## Stated goal a
List the four movies that the movie review names as the ones that stand out most.

## Document
(begin)

Sunday 5 June 2016

My pick of movies from 2015


These are the best movies I saw last year; sorry for the delay, but all will now be on DVD, plus few theatrical screenings.   

Do I have favourite favourites?   Well;  four very different movies stand out for me.   Brooklyn,  Fury Road,  Bridge of Spies,  and The Song of the Sea.   There are longer reviews of these greasy posted. 


Brooklyn.
Brooklyn was adapted by Nick Hornsby from Colm Toibin’s award-winning novel, directed by the Irish playwright John Crowley, and stars  Saoirse Ronan, Domhnall Gleeson, Jim Broadbent and Julie Walters.     The story is set in 1950’s South West Ireland, and in Brooklyn.   It is a domestic drama with very little drama.   It is also exquisite.    This movie operates at a profoundly human, domestic level.   So do most of us.    We do not need murder, catastrophe or tragedy to move us.    The ordinary lives of other people, if they are presented with credibility and conviction, are enough to rouse our empathy and concern.

(end)

## Listing
(begin)

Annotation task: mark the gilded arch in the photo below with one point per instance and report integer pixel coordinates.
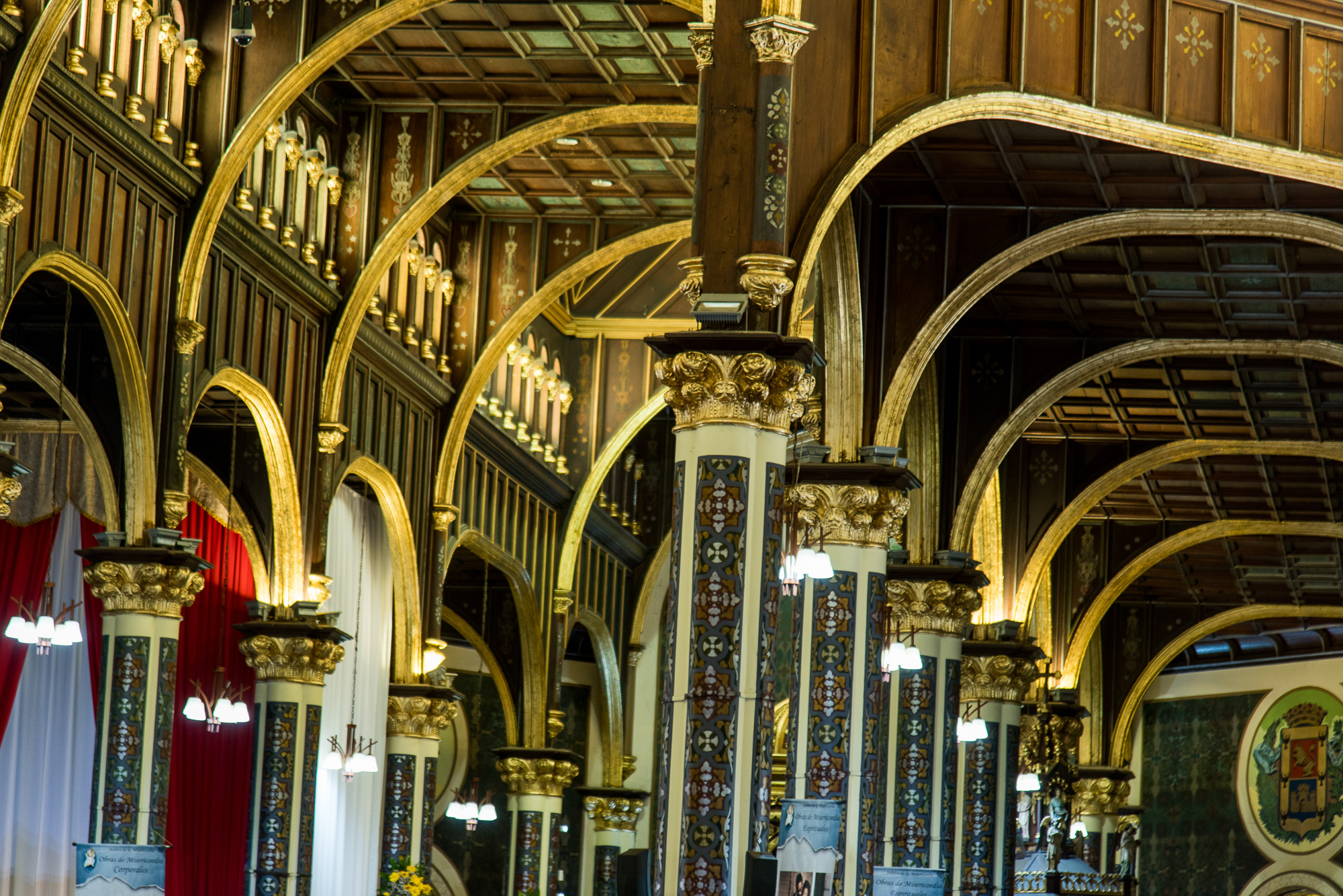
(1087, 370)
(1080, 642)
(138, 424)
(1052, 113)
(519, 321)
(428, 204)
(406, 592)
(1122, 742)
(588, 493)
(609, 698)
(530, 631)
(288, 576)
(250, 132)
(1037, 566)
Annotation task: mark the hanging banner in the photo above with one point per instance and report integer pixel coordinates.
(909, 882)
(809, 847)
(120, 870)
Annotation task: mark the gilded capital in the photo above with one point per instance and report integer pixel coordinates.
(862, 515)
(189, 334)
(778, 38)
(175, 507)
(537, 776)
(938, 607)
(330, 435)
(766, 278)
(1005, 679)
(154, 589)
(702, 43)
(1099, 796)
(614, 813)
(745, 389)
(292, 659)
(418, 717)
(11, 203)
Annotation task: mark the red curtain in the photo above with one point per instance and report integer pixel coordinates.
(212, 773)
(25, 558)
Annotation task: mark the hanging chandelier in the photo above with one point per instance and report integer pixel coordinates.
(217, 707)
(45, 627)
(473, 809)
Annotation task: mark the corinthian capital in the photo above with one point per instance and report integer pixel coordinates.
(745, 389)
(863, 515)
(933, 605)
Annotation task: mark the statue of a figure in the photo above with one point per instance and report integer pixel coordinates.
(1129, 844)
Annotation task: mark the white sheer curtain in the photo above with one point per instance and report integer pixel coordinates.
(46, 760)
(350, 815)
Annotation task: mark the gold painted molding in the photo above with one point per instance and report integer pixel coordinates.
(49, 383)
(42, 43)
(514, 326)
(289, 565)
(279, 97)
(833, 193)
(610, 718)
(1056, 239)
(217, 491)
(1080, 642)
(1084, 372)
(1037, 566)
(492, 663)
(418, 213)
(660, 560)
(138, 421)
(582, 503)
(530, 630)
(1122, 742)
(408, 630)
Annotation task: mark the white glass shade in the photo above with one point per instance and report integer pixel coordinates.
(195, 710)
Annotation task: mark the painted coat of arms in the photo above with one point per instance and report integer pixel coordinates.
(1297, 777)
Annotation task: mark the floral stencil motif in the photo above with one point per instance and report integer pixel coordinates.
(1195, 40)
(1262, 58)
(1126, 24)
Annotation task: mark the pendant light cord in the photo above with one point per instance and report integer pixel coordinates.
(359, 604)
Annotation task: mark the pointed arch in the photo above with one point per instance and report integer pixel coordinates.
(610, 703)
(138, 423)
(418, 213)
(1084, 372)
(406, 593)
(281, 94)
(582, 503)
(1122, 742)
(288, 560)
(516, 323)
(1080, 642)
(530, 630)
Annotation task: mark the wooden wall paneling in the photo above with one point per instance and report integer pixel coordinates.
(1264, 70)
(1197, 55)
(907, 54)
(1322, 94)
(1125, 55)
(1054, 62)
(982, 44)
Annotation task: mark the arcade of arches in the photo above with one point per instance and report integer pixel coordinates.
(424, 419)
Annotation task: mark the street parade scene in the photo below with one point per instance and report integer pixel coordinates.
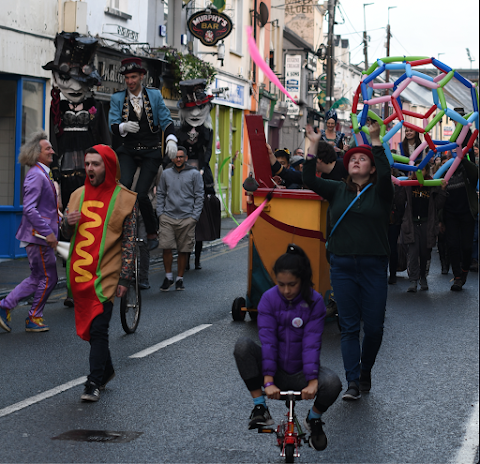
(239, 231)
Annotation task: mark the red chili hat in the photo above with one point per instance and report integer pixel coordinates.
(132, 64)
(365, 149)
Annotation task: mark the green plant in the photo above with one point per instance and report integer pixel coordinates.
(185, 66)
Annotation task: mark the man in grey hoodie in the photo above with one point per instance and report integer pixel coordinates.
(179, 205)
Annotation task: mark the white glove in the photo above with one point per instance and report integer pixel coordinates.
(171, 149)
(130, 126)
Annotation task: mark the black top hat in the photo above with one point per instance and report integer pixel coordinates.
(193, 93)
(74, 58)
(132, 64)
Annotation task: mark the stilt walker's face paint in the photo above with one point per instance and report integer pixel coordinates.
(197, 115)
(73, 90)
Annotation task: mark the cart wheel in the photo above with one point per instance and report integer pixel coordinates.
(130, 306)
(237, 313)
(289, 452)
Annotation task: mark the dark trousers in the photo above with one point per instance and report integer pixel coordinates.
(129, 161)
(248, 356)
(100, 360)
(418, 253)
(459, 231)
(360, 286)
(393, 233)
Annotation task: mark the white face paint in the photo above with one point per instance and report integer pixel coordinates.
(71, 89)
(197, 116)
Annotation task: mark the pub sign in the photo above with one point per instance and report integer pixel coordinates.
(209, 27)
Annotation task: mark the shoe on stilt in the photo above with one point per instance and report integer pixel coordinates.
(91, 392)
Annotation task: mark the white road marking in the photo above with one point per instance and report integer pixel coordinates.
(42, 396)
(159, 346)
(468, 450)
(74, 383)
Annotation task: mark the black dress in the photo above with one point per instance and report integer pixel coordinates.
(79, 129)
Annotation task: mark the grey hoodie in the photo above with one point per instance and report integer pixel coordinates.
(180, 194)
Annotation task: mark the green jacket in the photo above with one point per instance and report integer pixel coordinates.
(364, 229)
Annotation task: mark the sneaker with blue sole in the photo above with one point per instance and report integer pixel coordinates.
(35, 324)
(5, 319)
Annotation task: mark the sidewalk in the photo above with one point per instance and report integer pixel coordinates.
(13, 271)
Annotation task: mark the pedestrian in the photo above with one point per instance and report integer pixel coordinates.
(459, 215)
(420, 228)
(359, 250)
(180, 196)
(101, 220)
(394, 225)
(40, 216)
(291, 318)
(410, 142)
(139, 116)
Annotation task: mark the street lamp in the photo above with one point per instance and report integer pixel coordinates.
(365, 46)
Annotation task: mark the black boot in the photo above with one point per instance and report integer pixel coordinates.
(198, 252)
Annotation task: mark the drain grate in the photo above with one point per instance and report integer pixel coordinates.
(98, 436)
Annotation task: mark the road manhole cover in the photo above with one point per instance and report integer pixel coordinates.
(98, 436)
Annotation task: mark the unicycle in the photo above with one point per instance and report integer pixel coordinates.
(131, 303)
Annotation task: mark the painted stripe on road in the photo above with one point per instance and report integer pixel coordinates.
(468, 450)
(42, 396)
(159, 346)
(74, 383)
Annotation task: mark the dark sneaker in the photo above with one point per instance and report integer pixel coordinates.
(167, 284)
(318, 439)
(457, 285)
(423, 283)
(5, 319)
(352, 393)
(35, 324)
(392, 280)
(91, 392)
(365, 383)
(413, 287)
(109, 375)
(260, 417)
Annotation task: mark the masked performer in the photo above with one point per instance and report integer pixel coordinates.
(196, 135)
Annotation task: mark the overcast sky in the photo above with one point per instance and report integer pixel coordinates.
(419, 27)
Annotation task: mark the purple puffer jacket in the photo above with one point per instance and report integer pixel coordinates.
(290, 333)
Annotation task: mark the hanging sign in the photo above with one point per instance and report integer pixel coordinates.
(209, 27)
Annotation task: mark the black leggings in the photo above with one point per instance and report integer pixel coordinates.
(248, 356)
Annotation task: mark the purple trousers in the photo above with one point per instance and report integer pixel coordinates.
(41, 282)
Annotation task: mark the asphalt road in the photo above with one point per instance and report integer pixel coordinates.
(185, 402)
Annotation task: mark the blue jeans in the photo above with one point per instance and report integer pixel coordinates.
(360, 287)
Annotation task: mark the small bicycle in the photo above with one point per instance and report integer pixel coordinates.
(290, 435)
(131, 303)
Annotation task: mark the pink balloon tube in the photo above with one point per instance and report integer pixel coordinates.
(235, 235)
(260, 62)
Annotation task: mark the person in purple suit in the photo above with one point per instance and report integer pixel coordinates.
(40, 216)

(end)

## Stated goal b
Rewrite the rows, starting with the line containing "Annotation task: mark the black leggings" and going on through the last of the rows. Replace "integer pixel coordinates" with "whole-number pixel coordinates" and keep everything else the same.

## Worked solution a
Brooklyn
Fury Road
Bridge of Spies
The Song of the Sea

## Worked solution b
Annotation task: mark the black leggings in the photo above with one point per instance and report whole-number pixel coordinates.
(248, 356)
Annotation task: mark the purple trousers in the photo above with one point per instance and report whole-number pixel coordinates.
(41, 282)
Annotation task: mark the asphalt road in the photo above with one point per instance and report whole-number pixel coordinates.
(185, 402)
Annotation task: mark the blue jeans in the photo above with one point per instance and report whole-number pixel coordinates.
(360, 287)
Annotation task: mark the small bicycle in the photo above with one point per instance and report whole-number pixel coordinates.
(290, 435)
(131, 303)
Annotation task: mark the pink balloon tube in the photo above with one point per instance and report whole-number pixel coordinates.
(235, 235)
(260, 62)
Annotation task: mark the person in purple suit in the photo above with one point per instance and report whole-number pixel coordinates.
(40, 216)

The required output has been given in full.